Large Language Models as Topological Structure Enhancers for Text-Attributed Graphs
Shengyin Sun, Yuxiang Ren, Jiehao Chen, Chen Ma
TL;DR
This work addresses the fragility of graph neural networks on text-attributed graphs by leveraging large language models to refine graph topology. It introduces two LLM-driven topology refinement mechanisms—edge deletion/addition based on semantic similarity and pseudo-label propagation to guide edge weighting—and integrates them with LM fine-tuning and end-to-end GNN training, supported by shrinking-theory-based justification. The approach yields consistent, though modest, performance gains (approximately $0.15\%$ to $2.47\%$) across four real-world TAG datasets and various baselines, demonstrating robustness and practical impact. By showing that topology-aware LLM assistance can improve discrimination and edge weighting, the work highlights a promising direction for building more reliable graph representations in text-rich domains.

.....

*ASSIGNED TASK 1*.
Condense the paragraph beginning "This work addresses" in the summary on LLM-based topology refinement for text-attributed graphs into a short bulleted list that keeps its main facts.
*ASSIGNED TASK 2*.
Resume the summary on LLM-based topology refinement for text-attributed graphs, starting after its last sentence.

.....

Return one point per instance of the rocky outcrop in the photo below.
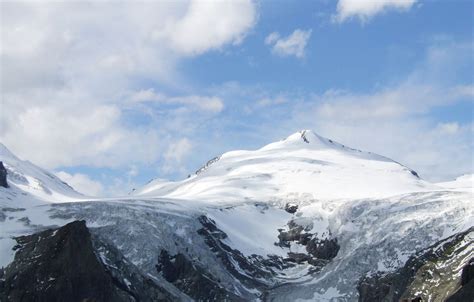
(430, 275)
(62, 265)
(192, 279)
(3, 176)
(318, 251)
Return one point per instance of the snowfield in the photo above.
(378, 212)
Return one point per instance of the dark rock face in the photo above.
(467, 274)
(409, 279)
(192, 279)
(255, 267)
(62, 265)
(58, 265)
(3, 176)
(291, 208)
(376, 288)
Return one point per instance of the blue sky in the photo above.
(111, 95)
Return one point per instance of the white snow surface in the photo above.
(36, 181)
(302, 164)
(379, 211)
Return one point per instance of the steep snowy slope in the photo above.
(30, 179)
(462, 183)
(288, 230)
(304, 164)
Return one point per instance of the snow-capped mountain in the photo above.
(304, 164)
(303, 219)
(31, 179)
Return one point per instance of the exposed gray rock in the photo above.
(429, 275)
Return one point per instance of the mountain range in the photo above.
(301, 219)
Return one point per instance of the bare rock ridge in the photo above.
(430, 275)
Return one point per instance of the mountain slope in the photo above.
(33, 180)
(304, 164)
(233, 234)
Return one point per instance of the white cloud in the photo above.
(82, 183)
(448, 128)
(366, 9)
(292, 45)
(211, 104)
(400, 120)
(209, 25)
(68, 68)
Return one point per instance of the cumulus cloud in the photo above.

.....

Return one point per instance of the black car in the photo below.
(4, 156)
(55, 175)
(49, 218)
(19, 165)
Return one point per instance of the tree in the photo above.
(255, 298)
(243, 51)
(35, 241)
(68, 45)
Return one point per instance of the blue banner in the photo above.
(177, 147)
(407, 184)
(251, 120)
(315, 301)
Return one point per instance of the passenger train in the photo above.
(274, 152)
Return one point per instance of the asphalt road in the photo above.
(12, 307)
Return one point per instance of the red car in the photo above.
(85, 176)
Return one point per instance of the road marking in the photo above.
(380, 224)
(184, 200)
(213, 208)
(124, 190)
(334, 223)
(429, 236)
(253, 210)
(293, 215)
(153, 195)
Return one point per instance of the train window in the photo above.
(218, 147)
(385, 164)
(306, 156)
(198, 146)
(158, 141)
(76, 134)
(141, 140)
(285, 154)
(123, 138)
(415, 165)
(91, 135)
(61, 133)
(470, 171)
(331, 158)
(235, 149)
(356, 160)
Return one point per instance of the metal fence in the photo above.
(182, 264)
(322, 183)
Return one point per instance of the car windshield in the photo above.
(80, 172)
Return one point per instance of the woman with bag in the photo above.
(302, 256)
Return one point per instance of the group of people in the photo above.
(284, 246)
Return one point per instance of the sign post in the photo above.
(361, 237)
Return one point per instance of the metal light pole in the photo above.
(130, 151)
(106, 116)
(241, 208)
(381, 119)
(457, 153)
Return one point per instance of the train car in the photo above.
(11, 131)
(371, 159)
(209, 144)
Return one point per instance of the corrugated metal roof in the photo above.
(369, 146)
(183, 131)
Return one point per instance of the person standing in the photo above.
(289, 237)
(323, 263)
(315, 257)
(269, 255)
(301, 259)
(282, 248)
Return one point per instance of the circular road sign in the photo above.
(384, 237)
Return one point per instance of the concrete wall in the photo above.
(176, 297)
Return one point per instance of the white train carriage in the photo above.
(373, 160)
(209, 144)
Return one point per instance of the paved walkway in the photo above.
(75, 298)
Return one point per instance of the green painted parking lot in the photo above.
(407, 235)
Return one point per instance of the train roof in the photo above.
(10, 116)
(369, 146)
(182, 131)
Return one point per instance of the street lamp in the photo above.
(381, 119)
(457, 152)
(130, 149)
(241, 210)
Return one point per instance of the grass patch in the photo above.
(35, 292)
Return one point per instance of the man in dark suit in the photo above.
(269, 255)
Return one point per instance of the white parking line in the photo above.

.....

*OUTPUT 1*.
- Problem: graph neural networks are fragile on text-attributed graphs (TAGs). Large language models (LLMs) are used to refine the graph topology.
- Two LLM-driven refinement mechanisms:
  - deleting and adding edges based on semantic similarity
  - propagating pseudo-labels to guide edge weighting
- These are combined with LM fine-tuning and end-to-end GNN training, and justified with shrinking theory.
- Results: consistent but modest gains of about 0.15% to 2.47% across four real-world TAG datasets and various baselines. This shows robustness and practical impact.
- Takeaway: topology-aware LLM assistance can improve discrimination and edge weighting, which makes it a promising direction for more reliable graph representations in text-rich domains.

*OUTPUT 2*.
Abstract
The latest advancements in large language models (LLMs) have revolutionized the field of natural language processing (NLP). Inspired by the success of LLMs in NLP tasks, some recent work has begun investigating the potential of applying LLMs in graph learning tasks. However, most of the existing work focuses on utilizing LLMs as powerful node feature augmenters, leaving employing LLMs to enhance graph topological structures an understudied problem. In this work, we explore how to leverage the information retrieval and text generation capabilities of LLMs to refine/enhance the topological structure of text-attributed graphs (TAGs) under the node classification setting. First, we propose using LLMs to help remove unreliable edges and add reliable ones in the TAG. Specifically, we first let the LLM output the semantic similarity between node attributes through delicate prompt designs, and then perform edge deletion and edge addition based on the similarity. Second, we propose using pseudo-labels generated by the LLM to improve graph topology, that is, we introduce the pseudo-label propagation as a regularization to guide the graph neural network (GNN) in learning proper edge weights. Finally, we incorporate the two aforementioned LLM-based methods for graph topological refinement into the process of GNN training, and perform extensive experiments on four real-world datasets. The experimental results demonstrate the effectiveness of LLM-based graph topology refinement (achieving a 0.15%--2.47% performance gain on public benchmarks).